[begin PROVIDED RECORDS]
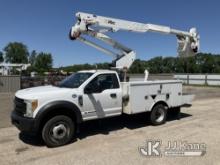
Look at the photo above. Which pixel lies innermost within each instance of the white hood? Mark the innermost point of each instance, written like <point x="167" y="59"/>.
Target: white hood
<point x="41" y="91"/>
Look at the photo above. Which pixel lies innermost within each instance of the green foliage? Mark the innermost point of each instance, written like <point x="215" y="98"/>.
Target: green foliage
<point x="1" y="57"/>
<point x="43" y="62"/>
<point x="16" y="52"/>
<point x="201" y="63"/>
<point x="78" y="67"/>
<point x="32" y="57"/>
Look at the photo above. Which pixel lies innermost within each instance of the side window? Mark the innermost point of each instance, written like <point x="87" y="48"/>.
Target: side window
<point x="104" y="81"/>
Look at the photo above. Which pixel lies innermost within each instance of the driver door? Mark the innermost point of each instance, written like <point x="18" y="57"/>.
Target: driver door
<point x="102" y="97"/>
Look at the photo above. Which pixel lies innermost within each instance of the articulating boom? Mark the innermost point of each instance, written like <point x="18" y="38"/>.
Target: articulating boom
<point x="95" y="26"/>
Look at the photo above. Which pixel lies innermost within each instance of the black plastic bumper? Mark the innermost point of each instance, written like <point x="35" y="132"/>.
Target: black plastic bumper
<point x="24" y="124"/>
[end PROVIDED RECORDS]
> **SHORT EXERCISE**
Rename "innermost" to "most central" in the items from the line containing "of the articulating" through the end of the items, and leave all other wording unchanged. Give only those lines.

> **IN RESPONSE**
Look at the photo above. Which pixel lies most central within each instance of the articulating boom? Mark the most central point of each instance, written like <point x="18" y="38"/>.
Target: articulating boom
<point x="95" y="26"/>
Look at the photo above. Which pixel lies most central within each instance of the black plastic bumper? Mark the most central point of each instance, written like <point x="35" y="132"/>.
Target: black plastic bumper
<point x="24" y="124"/>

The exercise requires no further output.